**Exercise requirements**
The lines to copy from the listing below are those that contain the string "road".

START Provided records

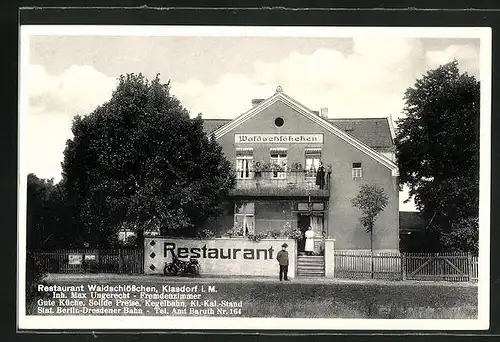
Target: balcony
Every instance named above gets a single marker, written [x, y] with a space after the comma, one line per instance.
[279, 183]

END Provided records
START Provided records

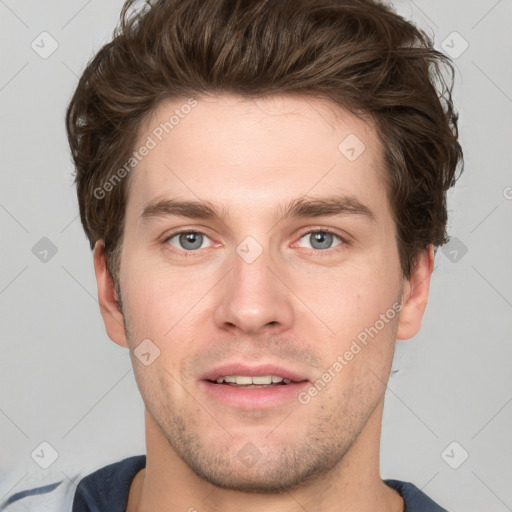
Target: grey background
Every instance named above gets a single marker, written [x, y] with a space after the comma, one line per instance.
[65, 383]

END Provided records
START Provided records

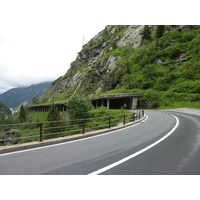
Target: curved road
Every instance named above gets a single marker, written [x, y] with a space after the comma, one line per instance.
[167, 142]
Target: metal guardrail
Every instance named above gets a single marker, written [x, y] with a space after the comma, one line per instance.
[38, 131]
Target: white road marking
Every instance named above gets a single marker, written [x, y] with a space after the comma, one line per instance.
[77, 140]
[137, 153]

END Provided records

**Your solution**
Target: curved road
Target: white road marking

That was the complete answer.